Task instructions
For this exercise, print only the lines from the one containing "Q: For every instance of the front" through the end of the material below, exactly as given.
Start of Task inputs
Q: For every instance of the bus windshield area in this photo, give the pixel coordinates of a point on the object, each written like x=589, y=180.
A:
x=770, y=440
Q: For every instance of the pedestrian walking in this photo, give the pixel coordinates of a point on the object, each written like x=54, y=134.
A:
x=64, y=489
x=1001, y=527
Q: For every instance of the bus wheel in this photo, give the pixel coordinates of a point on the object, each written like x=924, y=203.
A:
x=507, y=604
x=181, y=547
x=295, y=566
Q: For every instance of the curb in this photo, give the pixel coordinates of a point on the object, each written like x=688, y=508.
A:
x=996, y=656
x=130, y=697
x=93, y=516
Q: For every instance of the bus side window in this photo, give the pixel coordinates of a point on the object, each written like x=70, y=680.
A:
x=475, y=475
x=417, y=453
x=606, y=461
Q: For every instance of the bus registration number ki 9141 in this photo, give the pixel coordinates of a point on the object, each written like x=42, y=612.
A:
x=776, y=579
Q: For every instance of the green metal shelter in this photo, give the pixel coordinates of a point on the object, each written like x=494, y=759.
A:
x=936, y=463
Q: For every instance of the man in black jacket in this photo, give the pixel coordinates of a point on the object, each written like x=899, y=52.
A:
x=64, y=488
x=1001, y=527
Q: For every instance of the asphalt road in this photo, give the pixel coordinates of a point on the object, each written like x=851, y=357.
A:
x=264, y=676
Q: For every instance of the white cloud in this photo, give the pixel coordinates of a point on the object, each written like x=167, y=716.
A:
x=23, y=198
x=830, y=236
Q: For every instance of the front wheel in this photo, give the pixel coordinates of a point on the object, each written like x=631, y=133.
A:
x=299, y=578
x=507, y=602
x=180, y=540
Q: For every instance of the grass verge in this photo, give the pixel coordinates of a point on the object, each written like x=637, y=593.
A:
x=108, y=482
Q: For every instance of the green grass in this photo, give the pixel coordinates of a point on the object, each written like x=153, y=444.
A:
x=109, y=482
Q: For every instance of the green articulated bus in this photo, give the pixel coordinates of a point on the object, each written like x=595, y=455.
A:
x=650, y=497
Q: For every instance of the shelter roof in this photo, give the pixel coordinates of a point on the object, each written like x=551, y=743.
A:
End of Task inputs
Answer space
Q: For every instance of the front wheel in this photo, give the pixel coordinates of a point on the object, each written like x=631, y=133.
A:
x=299, y=578
x=507, y=602
x=180, y=540
Q: For every instance of the grass verge in this photo, give the pixel coordinates of a point on the object, each written like x=637, y=593.
A:
x=108, y=482
Q: For every instance of the green grass in this photo, give the pixel coordinates of a point on the object, each written like x=153, y=444.
A:
x=109, y=482
Q: For every instance of the green articulated bus in this photo, give the pixel coordinates of a point on the object, each written like x=595, y=455.
A:
x=650, y=497
Q: For every instance of the shelter roof in this photo, give the pixel coordinates of a point on the object, each written like x=551, y=743.
A:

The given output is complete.